**WHAT THIS TASK INVOLVES**
The records are to be restated in their entirety, word for word.

**Pointing and labeling entries**
========

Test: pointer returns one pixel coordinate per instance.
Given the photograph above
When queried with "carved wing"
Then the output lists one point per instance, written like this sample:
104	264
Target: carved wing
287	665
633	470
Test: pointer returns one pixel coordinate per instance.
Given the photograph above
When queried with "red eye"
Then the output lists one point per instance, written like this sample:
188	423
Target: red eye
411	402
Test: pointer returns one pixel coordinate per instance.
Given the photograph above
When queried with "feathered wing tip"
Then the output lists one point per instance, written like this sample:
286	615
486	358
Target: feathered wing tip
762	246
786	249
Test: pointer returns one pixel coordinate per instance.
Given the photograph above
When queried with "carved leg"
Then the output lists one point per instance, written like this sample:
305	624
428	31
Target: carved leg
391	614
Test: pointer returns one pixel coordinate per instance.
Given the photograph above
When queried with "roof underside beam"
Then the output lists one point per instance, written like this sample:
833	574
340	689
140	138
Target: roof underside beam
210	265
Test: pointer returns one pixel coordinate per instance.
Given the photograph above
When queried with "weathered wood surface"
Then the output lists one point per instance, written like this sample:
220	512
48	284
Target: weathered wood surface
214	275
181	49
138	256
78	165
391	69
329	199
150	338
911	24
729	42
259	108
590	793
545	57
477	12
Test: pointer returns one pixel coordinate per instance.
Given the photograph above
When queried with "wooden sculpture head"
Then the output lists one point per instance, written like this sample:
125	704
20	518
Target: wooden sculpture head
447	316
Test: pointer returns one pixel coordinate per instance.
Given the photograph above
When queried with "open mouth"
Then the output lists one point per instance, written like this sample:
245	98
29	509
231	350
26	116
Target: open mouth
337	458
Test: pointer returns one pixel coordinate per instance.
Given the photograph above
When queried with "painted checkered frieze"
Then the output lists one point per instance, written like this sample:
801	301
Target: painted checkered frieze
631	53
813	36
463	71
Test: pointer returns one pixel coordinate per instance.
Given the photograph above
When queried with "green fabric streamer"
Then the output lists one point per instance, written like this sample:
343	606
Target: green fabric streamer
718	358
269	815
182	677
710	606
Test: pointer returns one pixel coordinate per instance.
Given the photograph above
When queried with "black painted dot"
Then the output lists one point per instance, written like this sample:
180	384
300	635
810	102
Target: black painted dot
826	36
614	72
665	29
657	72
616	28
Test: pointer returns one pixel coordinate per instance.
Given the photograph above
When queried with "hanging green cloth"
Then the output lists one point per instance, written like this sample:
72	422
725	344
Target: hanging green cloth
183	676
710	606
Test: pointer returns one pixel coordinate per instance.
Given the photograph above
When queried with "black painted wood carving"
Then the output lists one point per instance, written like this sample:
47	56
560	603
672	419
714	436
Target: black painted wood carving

========

**REPLY TO THE TASK**
Test: pointer returns one pixel coordinate per instance.
Given the photograph above
When queried with "carved wing"
Then the output lists one point per instance, written like this sample:
104	264
Target: carved wing
287	665
633	470
Test: pointer returns one pixel coordinate per instance.
Given the photograph above
When queried with "red eye"
Then the output lists one point per instance, written like this sample:
188	423
Target: red eye
411	402
Test: pointer returns one pixel coordinate per instance.
Given the photograph above
When queried with "feathered wing tip"
Then the output lists one point per instance, written like this sample:
286	615
486	358
Target: feathered wing tip
762	246
786	249
Test: pointer returns one pixel coordinate per instance.
Given the photograph above
When queried with "carved leg"
Then the output lists one point per instance, written like this sample:
305	624
428	31
Target: carved leg
391	614
Test: pointer returns one pixel coordinate per instance.
Given the photograph above
When queried with "roof underside beam"
Then the output lists one point per instance, written like this sample:
833	574
340	689
140	138
Target: roof underside beam
210	265
Test: pointer returns one pixel coordinate per instance.
Given the photograph above
When queried with "weathered wood surface"
Then the output lists one point per instance, written like this sample:
220	512
48	284
Target: weathered wood surface
214	275
181	49
138	256
78	165
391	69
329	199
150	338
911	24
729	42
259	108
590	793
545	57
477	12
Test: pointer returns one pixel coordinate per instance.
Given the photograph above
When queried with "wooden sculpture head"
Then the output lists one point per instance, written like this sample:
125	704
20	518
Target: wooden sculpture head
447	316
Test: pointer returns one pixel coordinate per instance.
Given the photograph above
When queried with "open mouth"
Then the output lists one point per instance, written like this sample:
245	98
29	509
231	350
26	116
Target: open mouth
337	458
Test: pointer returns one pixel coordinate per instance.
Given the photograph above
When queried with "painted checkered frieze"
Then the output lists one point per instance, written like this sample:
801	301
Target: painted checkered frieze
631	53
813	36
463	71
Test: pointer returns one pixel coordinate per instance.
Given the photograph above
When queried with "green fabric streamer"
Then the output lists one point per instance, written like this sample:
343	606
Target: green fabric streamer
718	358
269	815
182	677
710	606
Test: pointer returns one pixel coordinate per instance.
Given the photograph above
When queried with "black painted dot"
Then the output lists one point per instance, written like this sample:
180	384
300	635
810	102
Target: black painted dot
826	36
614	72
665	29
657	72
616	28
Test: pointer returns one pixel coordinate per instance.
Given the photograph above
When queried with "hanging green cloth"
Then the output lists one point per instance, written like this sample:
72	422
725	344
Target: hanging green cloth
183	676
710	606
Test: pointer returns one pixel coordinate per instance.
Given the photograph above
When queried with "black painted wood carving"
Then the output lists one point per instance, written like this sample:
47	56
560	603
672	419
714	436
Target: black painted wood carving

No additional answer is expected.